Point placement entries
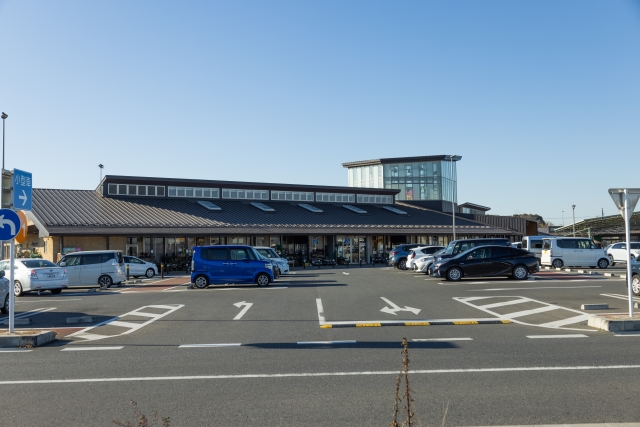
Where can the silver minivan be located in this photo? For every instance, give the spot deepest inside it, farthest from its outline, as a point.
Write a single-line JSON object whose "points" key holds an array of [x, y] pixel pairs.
{"points": [[94, 267]]}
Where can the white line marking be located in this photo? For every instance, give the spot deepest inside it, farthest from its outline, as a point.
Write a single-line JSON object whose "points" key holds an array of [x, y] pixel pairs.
{"points": [[321, 374], [326, 342], [540, 287], [209, 345], [92, 348], [558, 336], [247, 306], [321, 317]]}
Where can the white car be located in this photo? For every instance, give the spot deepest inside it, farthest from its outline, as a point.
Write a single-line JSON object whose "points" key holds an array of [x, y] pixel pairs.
{"points": [[618, 252], [35, 274], [271, 254], [139, 267]]}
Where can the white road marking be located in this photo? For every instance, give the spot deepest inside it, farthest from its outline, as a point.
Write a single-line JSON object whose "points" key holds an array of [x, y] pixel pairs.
{"points": [[326, 342], [558, 324], [321, 374], [130, 327], [247, 306], [209, 345], [92, 348], [321, 317], [539, 287], [558, 336]]}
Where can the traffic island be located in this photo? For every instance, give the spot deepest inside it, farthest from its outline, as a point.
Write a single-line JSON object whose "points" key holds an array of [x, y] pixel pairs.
{"points": [[26, 339], [615, 322]]}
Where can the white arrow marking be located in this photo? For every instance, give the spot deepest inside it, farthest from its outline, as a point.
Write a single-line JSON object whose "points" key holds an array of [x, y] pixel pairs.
{"points": [[244, 310], [395, 308], [9, 223]]}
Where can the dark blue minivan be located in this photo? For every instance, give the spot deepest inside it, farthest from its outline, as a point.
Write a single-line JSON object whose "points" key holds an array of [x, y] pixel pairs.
{"points": [[229, 264]]}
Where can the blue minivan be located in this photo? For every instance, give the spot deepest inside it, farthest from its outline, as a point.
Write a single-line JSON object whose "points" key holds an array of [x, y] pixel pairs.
{"points": [[229, 264]]}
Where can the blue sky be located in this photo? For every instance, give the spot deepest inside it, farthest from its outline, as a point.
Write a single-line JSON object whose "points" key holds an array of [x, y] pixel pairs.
{"points": [[541, 98]]}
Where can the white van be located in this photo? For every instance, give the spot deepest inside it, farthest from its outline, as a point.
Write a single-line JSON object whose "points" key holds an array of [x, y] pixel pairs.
{"points": [[103, 268], [533, 244], [572, 252]]}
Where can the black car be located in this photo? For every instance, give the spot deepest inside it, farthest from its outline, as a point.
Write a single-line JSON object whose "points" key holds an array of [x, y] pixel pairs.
{"points": [[487, 261]]}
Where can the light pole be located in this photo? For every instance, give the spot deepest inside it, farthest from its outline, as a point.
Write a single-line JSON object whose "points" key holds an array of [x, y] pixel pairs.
{"points": [[453, 197], [4, 116]]}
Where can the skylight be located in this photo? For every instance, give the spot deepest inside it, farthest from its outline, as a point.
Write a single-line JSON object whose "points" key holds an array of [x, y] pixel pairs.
{"points": [[208, 205], [262, 207], [394, 210], [310, 208], [354, 209]]}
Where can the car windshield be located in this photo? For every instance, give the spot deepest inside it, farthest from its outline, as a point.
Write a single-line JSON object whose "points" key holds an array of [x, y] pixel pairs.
{"points": [[37, 263]]}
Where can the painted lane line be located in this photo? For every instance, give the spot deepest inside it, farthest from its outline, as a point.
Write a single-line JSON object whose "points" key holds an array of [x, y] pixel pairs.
{"points": [[92, 348], [540, 287], [321, 317], [320, 374], [247, 306], [326, 342], [209, 345], [558, 336]]}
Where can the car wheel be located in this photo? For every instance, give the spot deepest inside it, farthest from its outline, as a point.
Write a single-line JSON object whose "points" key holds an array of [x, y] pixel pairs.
{"points": [[17, 289], [454, 274], [262, 279], [105, 281], [520, 272], [5, 306], [635, 285], [201, 282]]}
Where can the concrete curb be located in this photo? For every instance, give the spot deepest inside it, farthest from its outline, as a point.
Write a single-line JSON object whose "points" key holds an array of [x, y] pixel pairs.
{"points": [[27, 340], [614, 325]]}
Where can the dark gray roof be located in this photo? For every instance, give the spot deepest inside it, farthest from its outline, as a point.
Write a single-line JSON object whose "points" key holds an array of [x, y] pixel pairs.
{"points": [[87, 212], [446, 157]]}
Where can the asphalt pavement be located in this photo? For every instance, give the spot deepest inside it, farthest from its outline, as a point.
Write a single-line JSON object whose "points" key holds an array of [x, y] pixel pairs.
{"points": [[322, 347]]}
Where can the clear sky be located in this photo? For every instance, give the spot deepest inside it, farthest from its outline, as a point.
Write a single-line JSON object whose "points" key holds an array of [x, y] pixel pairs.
{"points": [[540, 98]]}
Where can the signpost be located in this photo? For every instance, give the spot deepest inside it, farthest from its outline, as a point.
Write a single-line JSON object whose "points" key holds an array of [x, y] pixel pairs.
{"points": [[626, 200]]}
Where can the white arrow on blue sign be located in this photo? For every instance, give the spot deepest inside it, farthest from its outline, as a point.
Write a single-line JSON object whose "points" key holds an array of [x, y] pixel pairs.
{"points": [[9, 224], [22, 185]]}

Your objective =>
Reproduce every entry above with "pixel pairs" renamed to "coordinate pairs" and everything else unchanged. Omit the pictures.

Correct response =>
Where can the silver minivan be located in this photo? For every instance, give the spot deepest inside it, farthest from its outline, as a point.
Write a single-line JSON object whose "points" key holds an array of [x, y] coordinate pairs.
{"points": [[94, 267]]}
Where can the white line marking be located in this photo? For every instance, give the spot deepest inside it, farthest from its outline, as a point.
Write a single-line JSON object whose "points" key holds an array of [x, y] coordinate pairs.
{"points": [[321, 374], [326, 342], [540, 287], [209, 345], [92, 348], [558, 336], [247, 306], [321, 317]]}
Where can the white car be located in this photo? For every instance, give the spot deepest inside it, farthest from its outline, as a point.
Write a single-line JSON object whose "points" key holds an array of [x, y] coordinate pairs.
{"points": [[618, 252], [35, 274], [271, 254], [139, 267]]}
Where can the white road marking be located in this photo? For every instance, give the spot deepest inside it, farthest from its outline, as a point.
Write a single-line JSON object whose "points" key holds an array of [x, y] coordinate pairs.
{"points": [[326, 342], [558, 324], [321, 374], [130, 327], [247, 306], [209, 345], [92, 348], [321, 317], [539, 287], [558, 336]]}
Where can the traffic island be located in this photo? For every instance, give the spot deepest inside it, farthest from its outline, as a point.
Write a single-line JSON object whose "points" key holds an array of [x, y] coordinate pairs.
{"points": [[26, 339], [615, 322]]}
Where can the white arrow marking be located in this photo? For every instance, give the spot deepest inside it, farthest from its outline, as a point.
Write a single-line JSON object whose "points" key holds an array of [x, y] coordinate pairs.
{"points": [[244, 310], [395, 308], [9, 223]]}
Where can the dark blue minivan be located in this photo? For every instance, give the spot deepest inside it, farthest from its outline, as a point.
Write a single-line JSON object whose "points" key holds an array of [x, y] coordinate pairs.
{"points": [[229, 264]]}
Where can the blue minivan be located in this photo? For every instance, give the spot deepest inside it, farthest from its outline, as a point.
Write a single-line JSON object whose "points" key holds an array of [x, y] coordinate pairs.
{"points": [[229, 264]]}
Where can the blue sky be located in this photo? For every instance, give the spot deepest inside it, farthest from its outline, as a point.
Write a single-line JSON object whose "points" key holds an array of [x, y] coordinate pairs.
{"points": [[541, 98]]}
Where can the white van be located in this photo? For every instance, give the spot deepest inside it, farthest from its outline, as a point.
Write a single-line JSON object whose "points" key holds an array of [x, y] coordinate pairs.
{"points": [[103, 268], [533, 244], [572, 252]]}
Where can the black car be located in this photo? For every instance, give the spot deepest inside it, farthest from its outline, as a point.
Write a single-line JSON object whose "points" key holds an array of [x, y] coordinate pairs.
{"points": [[487, 261]]}
Where can the light pole be located in this photo? For every instance, give the spot deepest inside it, farthest from its outline, as a point.
Write a single-line JSON object whose "points" key holds an array of [x, y] coordinate pairs.
{"points": [[453, 197], [4, 116]]}
Where can the skylight be located in this photo? For every instance, give the spot deepest inside it, farthest from its outline, as a point.
Write a single-line JSON object whose "points" key holds an array of [x, y] coordinate pairs.
{"points": [[208, 205], [262, 207], [394, 210], [310, 208], [354, 209]]}
Where can the car windshield be located in this photo? For every instance, give the spot deepest inside it, farthest from its outline, as a point.
Write a single-line JSON object whose "points" key holds an array of [x, y] coordinate pairs.
{"points": [[37, 263]]}
Where can the painted lane line be located in this photo? For every instance, give the spot deepest inside it, farthest from its outline, as a point.
Write a single-line JSON object whose "points" key holds an array of [x, y] coordinate pairs.
{"points": [[92, 348], [540, 287], [321, 317], [320, 374], [247, 306], [326, 342], [209, 345], [558, 336]]}
Where can the car wheel be located in this photo? For every instance, give the spot deepest inside it, farthest from its outline, as a point.
Write a single-line JSON object whose "points" key holds an array of [x, y] coordinate pairs.
{"points": [[17, 289], [454, 274], [262, 279], [105, 281], [520, 272], [5, 306], [635, 285], [201, 282]]}
Where can the concrete curb be located in this photo? For every instance, give the spot deepest inside it, farthest from its outline, as a point.
Write a single-line JSON object whose "points" key holds an array of [x, y] coordinate pairs.
{"points": [[27, 340], [614, 325]]}
Where can the dark gray roof be located in this photo? For every instance, give the spot deepest inside it, farthest from its outline, as a point.
Write a single-line JSON object whose "points" key holds an array of [x, y] coordinate pairs.
{"points": [[87, 212], [446, 157]]}
Where can the asphalt pavement be located in this photo? For every instance, give the spot deepest inside it, farthest from its outline, as a point.
Write a single-line JSON object whose "points" key holds an array of [x, y] coordinate pairs.
{"points": [[322, 347]]}
Where can the clear sky be located in this photo? For every instance, give the spot deepest inside it, farthest from its outline, as a point.
Write a single-line JSON object whose "points" key holds an array of [x, y] coordinate pairs.
{"points": [[540, 98]]}
Where can the signpost be located in this photo? For every instance, give the spot deepest inside it, farthest from its outline, as a point.
Write a single-line JSON object whose "points" key holds an array of [x, y] coordinate pairs.
{"points": [[626, 200]]}
Where can the white arrow on blue sign be located in this photo? For every instance, give the spot deepest inside it, farthest from its outline, as a point.
Write a single-line JSON object whose "points" key holds an array of [x, y] coordinate pairs.
{"points": [[9, 224], [22, 185]]}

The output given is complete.